WHAT THIS EXERCISE ASKS:
1. Based on the article about the Essure birth control device, say whether each statement below agrees with it. Answer yes or no, and quote the words from the article that decide it.
(a) Federal regulators approved Essure for general sale in 2002.
(b) Essure's coils are inserted into the uterus.
(c) Bayer says that Essure is 100% effective.
2. Reproduce the Essure article word for word, from "Under this mandate, medical" down to "a surgical procedure.".

SELECTED PASSAGE:
%%

Bayer's Essure System for Permanent Birth Control now comes with a new label update to ensure that women considering it are fully informed about its health risks and benefits.
In 2016, the U.S. Food and Drug Administration required the manufacturer to add a boxed warning, as well as a patient decision checklist to the product's packaging. However, plenty of women were still given the birth control device without being adequately informed of its potential dangers.
As a solution, a restriction was issued on April 9 to limit Essure's sale only among doctors and healthcare providers who use the newly approved "Patient-Doctor Discussion Checklist - Acceptance of Risk and Informed Decision Acknowledgement."
Under this mandate, medical professionals need to review the checklist together with their female patients and allow them to sign it before implantation of the contraceptive.
Risks Of Using Essure Birth Control Device
So far, Bayer's Essure System is the only birth control device available on the market, which is offering women with permanent protection without having to undergo a surgical procedure.
The contraceptive comes with permanent coils that are inserted into the patient's fallopian tubes. After three months, new tissue forms around the site, creating a natural barrier that keeps the sperm from reaching an egg cell.
Approved for general sale and distribution by federal regulators back in 2002, the product received flak in 2016 after thousands of female patients came forward with complaints.
They reported that the non-surgical and non-hormonal birth control method had caused depression, accidental pregnancies, uterine bleeding, and abdominal pain. Some also claimed to have experienced device migration.
Bayer's Stand On FDA Restrictions
All of these cases match up with Bayer's statement, which says that risks vary according to the length of time that a patient has been using the contraceptive. It did note some reports of migration, where women complained about their device being dislocated in the pelvis or lower abdominal area.
"No birth control method is 100% effective," says the pharmaceutical company behind the controversial contraceptive. "Ectopic pregnancies (pregnancy outside the uterus) may occur with Essure. This can be life-threatening."
Despite the strong backlash, Bayer remains confident that its permanent birth control device is "safe and effective" option that can benefit female patients. According to the company, this claim is backed up by scientific evidence gathered by the FDA itself.
Besides issuing packaging restrictions, the agency monitored Bayer's Essure System through surveillance studies centering on its safety. The last one was conducted on September 2, 2016, with the results available for viewing online.

%%

[Descriptions of image regions in natural language]

%%

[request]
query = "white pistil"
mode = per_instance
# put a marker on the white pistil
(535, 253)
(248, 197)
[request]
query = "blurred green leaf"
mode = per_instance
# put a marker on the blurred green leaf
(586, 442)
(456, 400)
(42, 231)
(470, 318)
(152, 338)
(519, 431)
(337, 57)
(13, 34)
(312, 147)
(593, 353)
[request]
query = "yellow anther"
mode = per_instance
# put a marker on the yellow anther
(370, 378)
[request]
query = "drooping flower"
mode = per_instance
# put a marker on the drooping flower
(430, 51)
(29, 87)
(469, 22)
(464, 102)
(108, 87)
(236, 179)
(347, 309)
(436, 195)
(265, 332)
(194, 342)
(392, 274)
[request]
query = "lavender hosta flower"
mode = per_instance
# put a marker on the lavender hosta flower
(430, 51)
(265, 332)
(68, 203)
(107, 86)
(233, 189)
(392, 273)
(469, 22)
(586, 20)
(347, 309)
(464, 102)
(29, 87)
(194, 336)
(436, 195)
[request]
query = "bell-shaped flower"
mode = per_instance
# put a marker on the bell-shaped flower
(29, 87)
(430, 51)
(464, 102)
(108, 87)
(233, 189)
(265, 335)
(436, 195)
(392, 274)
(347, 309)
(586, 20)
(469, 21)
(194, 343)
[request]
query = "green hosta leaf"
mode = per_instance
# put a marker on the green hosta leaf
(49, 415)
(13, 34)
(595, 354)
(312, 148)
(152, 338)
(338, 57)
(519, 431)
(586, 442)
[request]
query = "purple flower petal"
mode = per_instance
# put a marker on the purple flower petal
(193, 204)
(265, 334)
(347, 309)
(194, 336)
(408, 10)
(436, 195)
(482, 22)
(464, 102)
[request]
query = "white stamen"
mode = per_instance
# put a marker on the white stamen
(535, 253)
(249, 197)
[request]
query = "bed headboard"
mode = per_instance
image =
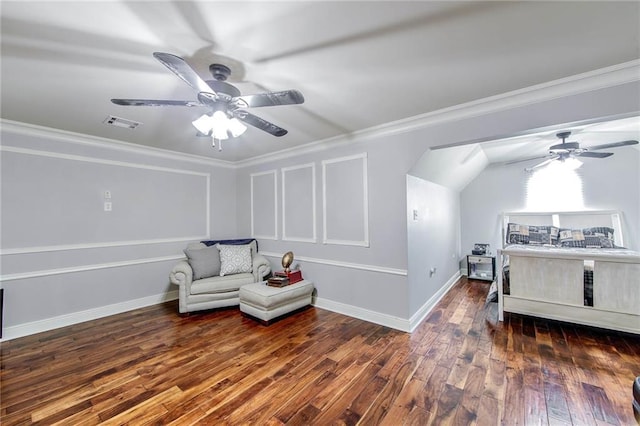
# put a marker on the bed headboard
(573, 220)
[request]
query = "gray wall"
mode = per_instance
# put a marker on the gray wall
(64, 258)
(73, 274)
(357, 288)
(433, 237)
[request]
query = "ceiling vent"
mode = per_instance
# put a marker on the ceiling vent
(121, 122)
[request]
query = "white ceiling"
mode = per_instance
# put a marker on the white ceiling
(359, 64)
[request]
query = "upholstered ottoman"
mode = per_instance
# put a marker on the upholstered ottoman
(266, 303)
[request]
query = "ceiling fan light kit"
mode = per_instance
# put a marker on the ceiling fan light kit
(226, 103)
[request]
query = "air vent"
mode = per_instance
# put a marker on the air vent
(121, 122)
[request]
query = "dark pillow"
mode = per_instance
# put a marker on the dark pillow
(572, 238)
(598, 237)
(532, 234)
(204, 261)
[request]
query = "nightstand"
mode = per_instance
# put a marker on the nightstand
(481, 267)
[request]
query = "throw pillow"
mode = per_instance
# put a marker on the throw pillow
(234, 259)
(205, 261)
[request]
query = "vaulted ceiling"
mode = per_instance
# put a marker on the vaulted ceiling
(359, 64)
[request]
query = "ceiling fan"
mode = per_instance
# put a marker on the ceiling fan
(566, 150)
(218, 95)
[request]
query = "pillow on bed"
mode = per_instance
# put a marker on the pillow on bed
(572, 238)
(517, 234)
(598, 237)
(532, 234)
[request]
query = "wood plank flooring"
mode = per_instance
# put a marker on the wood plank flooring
(459, 367)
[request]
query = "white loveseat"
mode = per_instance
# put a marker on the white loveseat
(213, 272)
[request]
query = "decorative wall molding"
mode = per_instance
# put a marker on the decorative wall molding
(69, 247)
(85, 268)
(34, 327)
(312, 215)
(365, 198)
(615, 75)
(112, 144)
(340, 264)
(254, 205)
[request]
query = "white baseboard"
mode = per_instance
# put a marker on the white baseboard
(421, 314)
(40, 326)
(363, 314)
(390, 321)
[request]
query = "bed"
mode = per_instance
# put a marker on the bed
(569, 266)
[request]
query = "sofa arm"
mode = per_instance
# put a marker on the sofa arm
(261, 267)
(181, 274)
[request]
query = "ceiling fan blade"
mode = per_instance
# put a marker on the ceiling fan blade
(285, 97)
(179, 67)
(260, 123)
(613, 145)
(593, 154)
(154, 102)
(525, 159)
(544, 163)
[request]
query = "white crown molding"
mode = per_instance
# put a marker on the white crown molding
(84, 268)
(341, 264)
(17, 127)
(16, 331)
(615, 75)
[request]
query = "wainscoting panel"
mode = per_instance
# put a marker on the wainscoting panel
(345, 201)
(299, 203)
(264, 207)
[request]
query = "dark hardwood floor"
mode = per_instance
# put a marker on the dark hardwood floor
(460, 366)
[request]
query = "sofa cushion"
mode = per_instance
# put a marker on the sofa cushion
(221, 284)
(204, 261)
(234, 259)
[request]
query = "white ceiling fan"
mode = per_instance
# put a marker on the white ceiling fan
(568, 150)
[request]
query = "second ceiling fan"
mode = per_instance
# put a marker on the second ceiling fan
(566, 150)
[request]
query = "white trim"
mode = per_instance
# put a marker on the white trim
(274, 172)
(365, 196)
(626, 72)
(17, 127)
(341, 264)
(428, 306)
(84, 268)
(314, 237)
(21, 330)
(65, 247)
(363, 314)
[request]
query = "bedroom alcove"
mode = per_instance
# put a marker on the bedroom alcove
(470, 186)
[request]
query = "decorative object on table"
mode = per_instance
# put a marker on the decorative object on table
(287, 260)
(278, 281)
(480, 249)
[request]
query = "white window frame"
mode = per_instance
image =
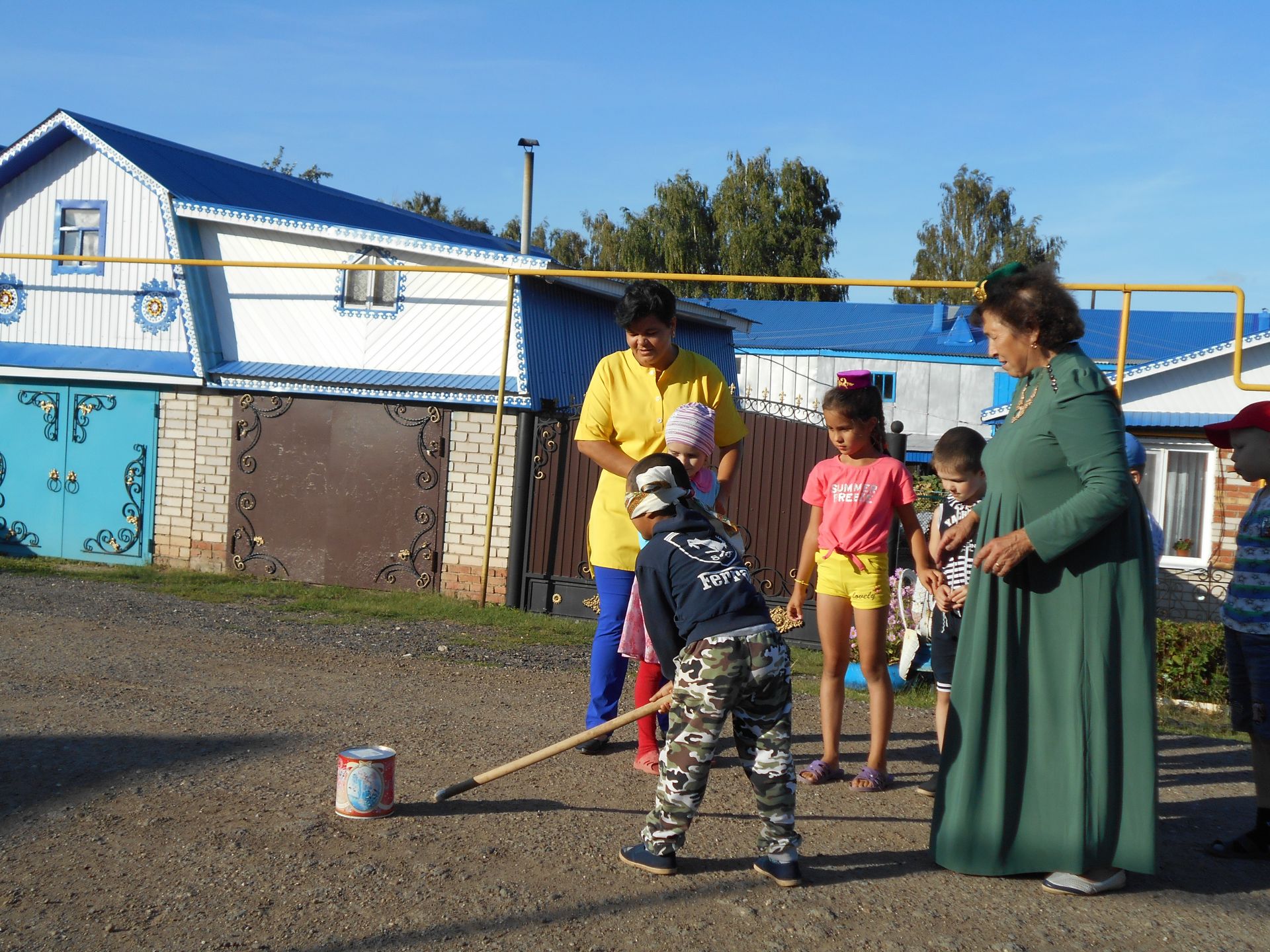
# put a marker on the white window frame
(1203, 547)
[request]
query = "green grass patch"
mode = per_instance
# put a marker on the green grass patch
(328, 604)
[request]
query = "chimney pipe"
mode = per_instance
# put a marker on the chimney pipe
(527, 196)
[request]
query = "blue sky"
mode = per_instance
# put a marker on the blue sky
(1141, 132)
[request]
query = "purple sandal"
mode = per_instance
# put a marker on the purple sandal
(876, 781)
(821, 774)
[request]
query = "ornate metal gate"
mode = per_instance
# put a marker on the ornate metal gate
(338, 492)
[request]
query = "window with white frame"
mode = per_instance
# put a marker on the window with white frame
(80, 230)
(1177, 489)
(371, 290)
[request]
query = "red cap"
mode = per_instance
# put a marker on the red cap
(1254, 416)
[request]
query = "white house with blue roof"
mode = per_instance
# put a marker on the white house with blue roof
(144, 404)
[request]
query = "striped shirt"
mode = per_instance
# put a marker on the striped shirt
(956, 569)
(1248, 597)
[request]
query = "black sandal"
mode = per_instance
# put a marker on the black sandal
(1244, 847)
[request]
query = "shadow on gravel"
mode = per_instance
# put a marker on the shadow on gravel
(1185, 832)
(1191, 762)
(65, 763)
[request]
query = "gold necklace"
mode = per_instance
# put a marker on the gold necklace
(1025, 403)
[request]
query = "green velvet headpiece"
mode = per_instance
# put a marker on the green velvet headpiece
(981, 290)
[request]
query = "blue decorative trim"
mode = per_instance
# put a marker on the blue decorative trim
(154, 309)
(386, 313)
(95, 358)
(13, 299)
(384, 239)
(60, 120)
(443, 397)
(65, 267)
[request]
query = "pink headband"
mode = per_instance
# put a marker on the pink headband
(693, 424)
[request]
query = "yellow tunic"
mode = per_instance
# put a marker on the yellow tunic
(628, 405)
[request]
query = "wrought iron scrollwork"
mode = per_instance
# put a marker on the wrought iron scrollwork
(87, 404)
(546, 442)
(419, 559)
(46, 401)
(1191, 596)
(134, 510)
(249, 429)
(244, 541)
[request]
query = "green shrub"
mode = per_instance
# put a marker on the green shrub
(1191, 662)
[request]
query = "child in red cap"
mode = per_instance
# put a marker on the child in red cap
(1246, 616)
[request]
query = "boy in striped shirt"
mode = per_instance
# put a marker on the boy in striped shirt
(1246, 616)
(956, 460)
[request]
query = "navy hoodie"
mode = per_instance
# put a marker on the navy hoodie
(693, 586)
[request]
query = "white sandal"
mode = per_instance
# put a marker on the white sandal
(1074, 885)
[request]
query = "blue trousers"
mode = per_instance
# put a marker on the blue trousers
(607, 666)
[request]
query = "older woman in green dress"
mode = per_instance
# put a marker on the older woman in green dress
(1049, 758)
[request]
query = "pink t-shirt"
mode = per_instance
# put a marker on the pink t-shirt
(857, 502)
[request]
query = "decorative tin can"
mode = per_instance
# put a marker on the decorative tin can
(364, 782)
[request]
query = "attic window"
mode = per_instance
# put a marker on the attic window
(79, 230)
(371, 290)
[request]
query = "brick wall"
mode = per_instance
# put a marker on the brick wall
(1231, 498)
(470, 452)
(193, 480)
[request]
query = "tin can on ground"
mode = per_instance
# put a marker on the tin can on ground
(364, 782)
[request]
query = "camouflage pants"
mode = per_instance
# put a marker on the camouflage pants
(748, 677)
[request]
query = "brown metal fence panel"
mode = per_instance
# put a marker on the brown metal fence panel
(338, 492)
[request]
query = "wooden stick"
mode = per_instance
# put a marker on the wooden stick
(558, 748)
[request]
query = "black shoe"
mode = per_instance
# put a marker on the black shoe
(595, 746)
(643, 858)
(785, 873)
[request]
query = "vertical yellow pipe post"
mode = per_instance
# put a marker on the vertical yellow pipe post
(1123, 349)
(498, 440)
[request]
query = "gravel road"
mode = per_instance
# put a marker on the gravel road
(171, 786)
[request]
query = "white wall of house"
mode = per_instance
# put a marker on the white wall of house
(99, 309)
(930, 397)
(447, 324)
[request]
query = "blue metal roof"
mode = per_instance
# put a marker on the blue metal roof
(925, 331)
(194, 175)
(360, 377)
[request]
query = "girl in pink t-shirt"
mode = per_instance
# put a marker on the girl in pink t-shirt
(853, 499)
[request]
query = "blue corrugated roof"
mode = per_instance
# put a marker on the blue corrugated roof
(194, 175)
(360, 377)
(814, 325)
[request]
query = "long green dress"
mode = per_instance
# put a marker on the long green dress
(1049, 756)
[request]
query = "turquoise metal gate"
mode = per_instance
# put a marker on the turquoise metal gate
(77, 470)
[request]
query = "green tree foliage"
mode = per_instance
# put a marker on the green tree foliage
(312, 175)
(566, 245)
(432, 207)
(760, 221)
(978, 230)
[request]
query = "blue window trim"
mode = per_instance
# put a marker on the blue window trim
(64, 267)
(886, 383)
(389, 313)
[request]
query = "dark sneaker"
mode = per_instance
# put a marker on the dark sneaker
(595, 746)
(643, 858)
(785, 873)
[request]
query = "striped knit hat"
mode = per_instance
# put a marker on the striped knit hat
(691, 424)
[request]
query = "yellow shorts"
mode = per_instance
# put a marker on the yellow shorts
(837, 575)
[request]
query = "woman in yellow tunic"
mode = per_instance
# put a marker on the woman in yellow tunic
(1049, 757)
(632, 395)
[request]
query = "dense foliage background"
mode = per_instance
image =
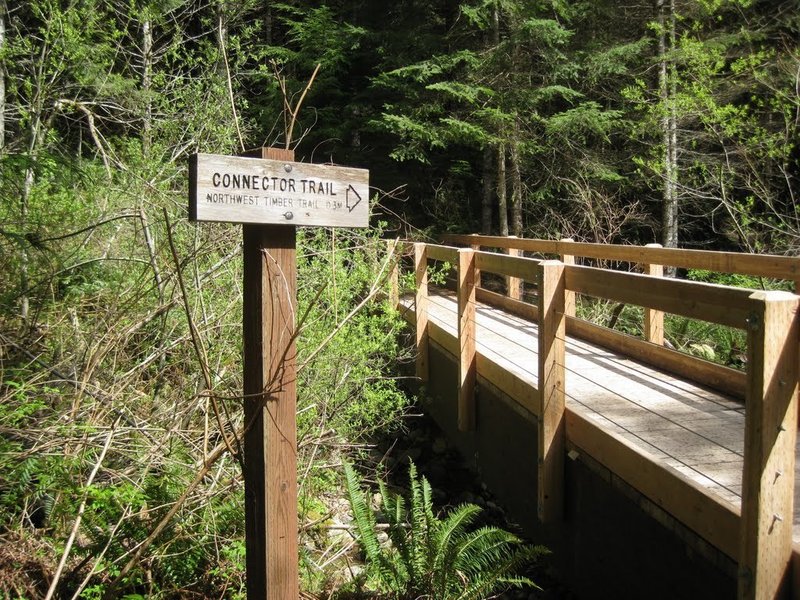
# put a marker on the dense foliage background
(673, 121)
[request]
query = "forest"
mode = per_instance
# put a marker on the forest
(668, 121)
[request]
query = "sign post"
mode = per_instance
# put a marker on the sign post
(270, 195)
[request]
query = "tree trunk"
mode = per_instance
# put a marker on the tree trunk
(502, 204)
(147, 84)
(488, 191)
(516, 184)
(268, 22)
(2, 76)
(669, 237)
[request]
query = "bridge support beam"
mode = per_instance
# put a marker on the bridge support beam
(653, 319)
(467, 367)
(769, 446)
(421, 273)
(551, 405)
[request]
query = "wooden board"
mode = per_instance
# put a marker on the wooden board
(764, 265)
(694, 436)
(237, 189)
(270, 453)
(467, 366)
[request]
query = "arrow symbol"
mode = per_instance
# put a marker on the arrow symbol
(357, 198)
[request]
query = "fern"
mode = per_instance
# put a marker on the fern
(431, 556)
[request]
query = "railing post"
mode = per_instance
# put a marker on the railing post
(769, 445)
(466, 340)
(476, 248)
(653, 319)
(394, 273)
(552, 424)
(513, 284)
(421, 305)
(569, 297)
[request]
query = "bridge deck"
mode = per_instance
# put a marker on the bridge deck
(694, 430)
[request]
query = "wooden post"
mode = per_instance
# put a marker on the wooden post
(653, 319)
(513, 284)
(394, 273)
(466, 339)
(476, 248)
(421, 273)
(552, 423)
(270, 441)
(769, 446)
(569, 297)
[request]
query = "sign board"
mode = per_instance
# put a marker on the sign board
(253, 190)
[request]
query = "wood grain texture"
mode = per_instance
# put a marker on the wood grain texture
(569, 296)
(507, 266)
(764, 265)
(514, 284)
(679, 444)
(273, 190)
(421, 309)
(269, 299)
(706, 302)
(552, 432)
(770, 440)
(653, 319)
(466, 338)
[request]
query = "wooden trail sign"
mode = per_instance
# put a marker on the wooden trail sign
(236, 189)
(258, 191)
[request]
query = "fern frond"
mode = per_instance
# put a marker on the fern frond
(364, 520)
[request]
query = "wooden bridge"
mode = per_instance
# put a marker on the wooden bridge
(705, 450)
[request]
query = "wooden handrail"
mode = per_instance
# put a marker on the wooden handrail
(758, 265)
(718, 304)
(772, 323)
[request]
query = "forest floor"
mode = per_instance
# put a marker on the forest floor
(454, 483)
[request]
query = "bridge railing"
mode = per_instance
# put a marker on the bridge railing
(651, 260)
(770, 319)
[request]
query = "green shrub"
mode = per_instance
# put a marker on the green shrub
(445, 558)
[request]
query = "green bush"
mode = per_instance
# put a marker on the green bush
(427, 556)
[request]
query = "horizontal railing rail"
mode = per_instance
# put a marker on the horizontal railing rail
(756, 265)
(770, 319)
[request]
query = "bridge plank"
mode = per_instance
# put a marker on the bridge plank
(648, 409)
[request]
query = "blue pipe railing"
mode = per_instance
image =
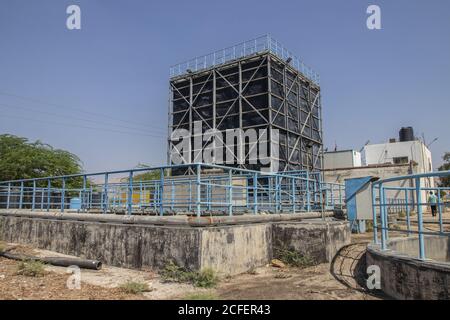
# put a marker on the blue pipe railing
(413, 200)
(208, 189)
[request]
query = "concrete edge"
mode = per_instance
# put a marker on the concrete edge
(375, 250)
(167, 220)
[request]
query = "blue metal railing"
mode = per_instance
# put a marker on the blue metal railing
(411, 201)
(258, 45)
(206, 189)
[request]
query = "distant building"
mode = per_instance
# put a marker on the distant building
(407, 149)
(342, 159)
(394, 158)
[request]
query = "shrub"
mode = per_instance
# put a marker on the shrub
(205, 278)
(134, 287)
(293, 258)
(201, 296)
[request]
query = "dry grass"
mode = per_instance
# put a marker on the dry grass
(31, 268)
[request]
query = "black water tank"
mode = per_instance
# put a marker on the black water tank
(406, 134)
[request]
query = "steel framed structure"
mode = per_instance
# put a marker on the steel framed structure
(254, 85)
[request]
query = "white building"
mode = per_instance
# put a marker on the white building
(402, 152)
(342, 159)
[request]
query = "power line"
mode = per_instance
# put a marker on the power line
(81, 126)
(73, 108)
(74, 117)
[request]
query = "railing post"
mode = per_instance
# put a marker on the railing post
(382, 216)
(408, 218)
(8, 200)
(209, 194)
(441, 227)
(161, 192)
(308, 193)
(374, 215)
(83, 198)
(42, 199)
(230, 192)
(105, 197)
(198, 181)
(21, 196)
(190, 196)
(277, 193)
(420, 220)
(49, 185)
(255, 193)
(172, 195)
(130, 194)
(33, 200)
(293, 195)
(140, 194)
(63, 194)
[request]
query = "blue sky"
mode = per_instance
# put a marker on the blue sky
(101, 92)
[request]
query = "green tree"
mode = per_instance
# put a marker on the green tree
(445, 181)
(22, 159)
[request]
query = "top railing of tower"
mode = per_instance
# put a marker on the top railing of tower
(243, 49)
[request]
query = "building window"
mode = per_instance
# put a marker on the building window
(400, 160)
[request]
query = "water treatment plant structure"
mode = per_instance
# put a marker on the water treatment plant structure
(255, 84)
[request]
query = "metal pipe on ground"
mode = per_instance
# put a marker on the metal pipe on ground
(56, 261)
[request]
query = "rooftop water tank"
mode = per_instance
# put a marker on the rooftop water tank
(406, 134)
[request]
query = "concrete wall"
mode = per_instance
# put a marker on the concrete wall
(318, 240)
(408, 278)
(228, 249)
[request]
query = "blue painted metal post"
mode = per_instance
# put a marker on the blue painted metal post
(21, 196)
(374, 216)
(63, 194)
(130, 194)
(90, 198)
(209, 195)
(277, 199)
(190, 196)
(140, 194)
(441, 227)
(8, 200)
(198, 202)
(33, 200)
(172, 195)
(49, 185)
(332, 195)
(420, 220)
(161, 192)
(255, 193)
(155, 196)
(42, 198)
(382, 217)
(84, 200)
(408, 214)
(105, 197)
(308, 193)
(293, 195)
(230, 192)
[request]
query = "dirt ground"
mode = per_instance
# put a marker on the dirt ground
(325, 281)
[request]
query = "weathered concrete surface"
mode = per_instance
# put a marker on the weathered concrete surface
(236, 249)
(316, 239)
(229, 249)
(408, 278)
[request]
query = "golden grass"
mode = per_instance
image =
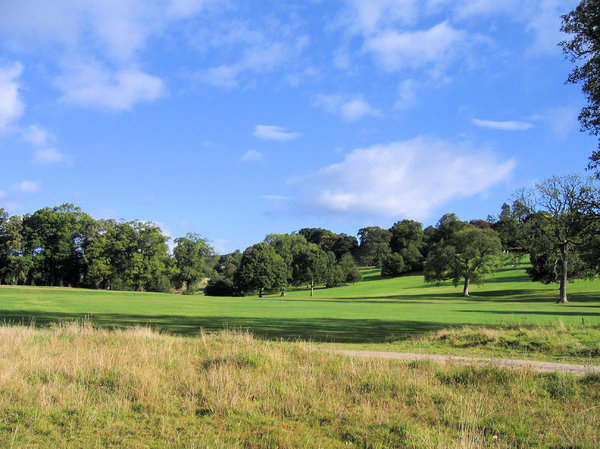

%%

RESPONSES FOR EACH TASK:
1.
(a) Yes: "Approved for general sale and distribution by federal regulators back in 2002"
(b) No: "permanent coils that are inserted into the patient's fallopian tubes"
(c) No: "No birth control method is 100% effective"

2.
Under this mandate, medical professionals need to review the checklist together with their female patients and allow them to sign it before implantation of the contraceptive.
Risks Of Using Essure Birth Control Device
So far, Bayer's Essure System is the only birth control device available on the market, which is offering women with permanent protection without having to undergo a surgical procedure.